══ PAGE EXTRACT

Chicago & N.W. Ry. Co. v. Kendall

Decision Date09 February 1909
Docket Number2,750.
Citation167 F. 62
PartiesCHICAGO & N.W. RY. CO. v. KENDALL.
CourtU.S. Court of Appeals — Eighth Circuit

James C. Davis (Grimm, Trewin & Robbins and A. A. McLaughlin, on the brief), for plaintiff in error.

William Smyth (J. W. Jamison and C. J. Lynch, on the brief), for defendant in error.

Before SANBORN and HOOK, Circuit Judges, and AMIDON, District Judge.

AMIDON District Judge.

This is an action to recover damages for personal injury. In his complaint plaintiff alleges that while he was stepping from a passenger train of the defendant, after it had stopped at the station for which he held passage, and the brakeman had called out the name of the station, the train was suddenly and violently backed, and he was thereby thrown down and his knee seriously and permanently injured. On the trial he took the witness stand in his own behalf, and while undergoing cross-examination was asked to expose his knee to the jury for inspection. Objection was at first made, but after some colloquy his counsel directed him to comply with the request. A question was then raised as to whether the injured knee was different from the other knee, and a juryman suggested that that matter could be better determined by an examination of the other knee, and thereupon plaintiff exposed that knee also. Counsel for defendant then addressed to plaintiff while on the witness stand, the following question:

'Q. I have in the courthouse two reputable physicians Dr. D. S Fairchild, of Clinton, and Dr. J. S. Ristine, of Cedar Rapids. I ask you now, with your knees exposed, whether you will permit these two physicians, in the presence of the jury, to examine you?'

This question was objected to by counsel for plaintiff, but the court overruled the objection, and required an answer. Thereupon the plaintiff answered, 'Not at this place,' and immediately afterwards refused to permit any examination by the physicians.

════
══ DATA PROVIDED

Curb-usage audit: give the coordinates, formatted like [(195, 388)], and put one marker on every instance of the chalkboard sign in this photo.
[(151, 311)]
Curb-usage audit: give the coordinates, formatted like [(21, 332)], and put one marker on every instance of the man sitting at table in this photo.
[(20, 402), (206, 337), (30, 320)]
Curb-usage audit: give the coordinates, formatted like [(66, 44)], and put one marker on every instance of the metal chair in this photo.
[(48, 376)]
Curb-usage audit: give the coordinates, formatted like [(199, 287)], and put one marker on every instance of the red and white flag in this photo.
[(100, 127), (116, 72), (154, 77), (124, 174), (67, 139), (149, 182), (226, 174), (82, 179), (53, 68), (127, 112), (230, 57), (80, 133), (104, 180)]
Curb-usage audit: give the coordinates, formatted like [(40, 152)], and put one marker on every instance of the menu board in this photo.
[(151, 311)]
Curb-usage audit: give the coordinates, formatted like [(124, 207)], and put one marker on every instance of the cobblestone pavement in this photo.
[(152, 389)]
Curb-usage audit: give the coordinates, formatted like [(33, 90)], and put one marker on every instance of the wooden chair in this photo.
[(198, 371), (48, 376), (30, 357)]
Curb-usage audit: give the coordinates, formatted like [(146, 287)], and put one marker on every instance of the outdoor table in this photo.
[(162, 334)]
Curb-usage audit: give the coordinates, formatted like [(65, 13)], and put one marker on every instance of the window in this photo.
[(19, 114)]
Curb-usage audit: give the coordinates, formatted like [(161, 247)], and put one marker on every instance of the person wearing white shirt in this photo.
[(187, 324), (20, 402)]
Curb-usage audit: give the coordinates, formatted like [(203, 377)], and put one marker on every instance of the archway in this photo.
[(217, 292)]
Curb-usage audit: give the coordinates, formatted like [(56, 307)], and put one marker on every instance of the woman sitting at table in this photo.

════
══ DATA PROVIDED

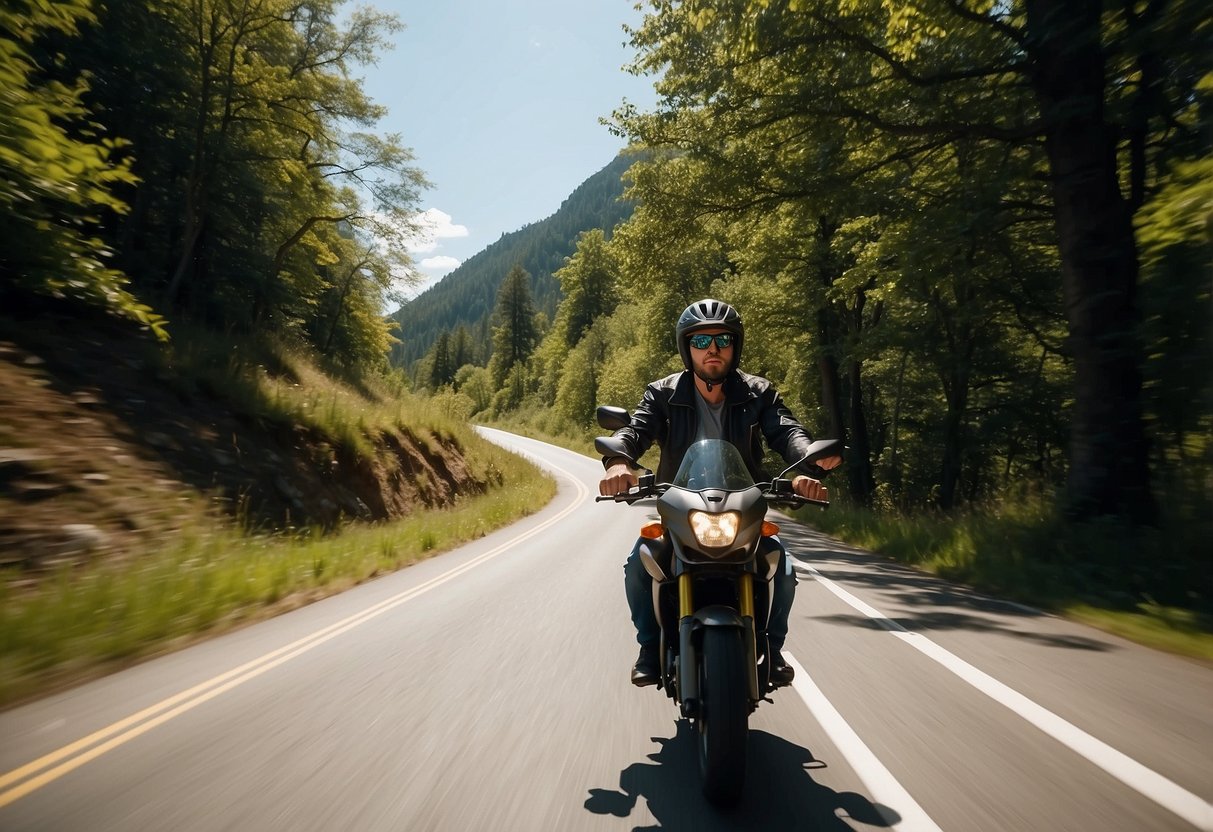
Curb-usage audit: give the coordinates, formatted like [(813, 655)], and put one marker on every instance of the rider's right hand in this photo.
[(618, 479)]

════
══ DATA PROVIDED

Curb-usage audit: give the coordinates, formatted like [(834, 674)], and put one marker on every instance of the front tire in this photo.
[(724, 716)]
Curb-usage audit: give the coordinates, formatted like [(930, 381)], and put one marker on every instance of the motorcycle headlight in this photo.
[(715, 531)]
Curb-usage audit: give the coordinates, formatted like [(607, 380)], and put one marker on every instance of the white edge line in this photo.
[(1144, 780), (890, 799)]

════

WORK TO DO >>
- 1) In the Kendall case page, switch "Eighth Circuit" to "Ninth Circuit" in the part that opens with the words containing "Decision Date09 February" and closes with "defendant in error.", and give that part again.
- 2) According to the Kendall case page, what did the plaintiff answer when asked whether he would permit the two physicians to examine him in the presence of the jury?

RESPONSES >>
- 1)
Decision Date09 February 1909
Docket Number2,750.
Citation167 F. 62
PartiesCHICAGO & N.W. RY. CO. v. KENDALL.
CourtU.S. Court of Appeals — Ninth Circuit

James C. Davis (Grimm, Trewin & Robbins and A. A. McLaughlin, on the brief), for plaintiff in error.

William Smyth (J. W. Jamison and C. J. Lynch, on the brief), for defendant in error.

- 2) He answered, "Not at this place."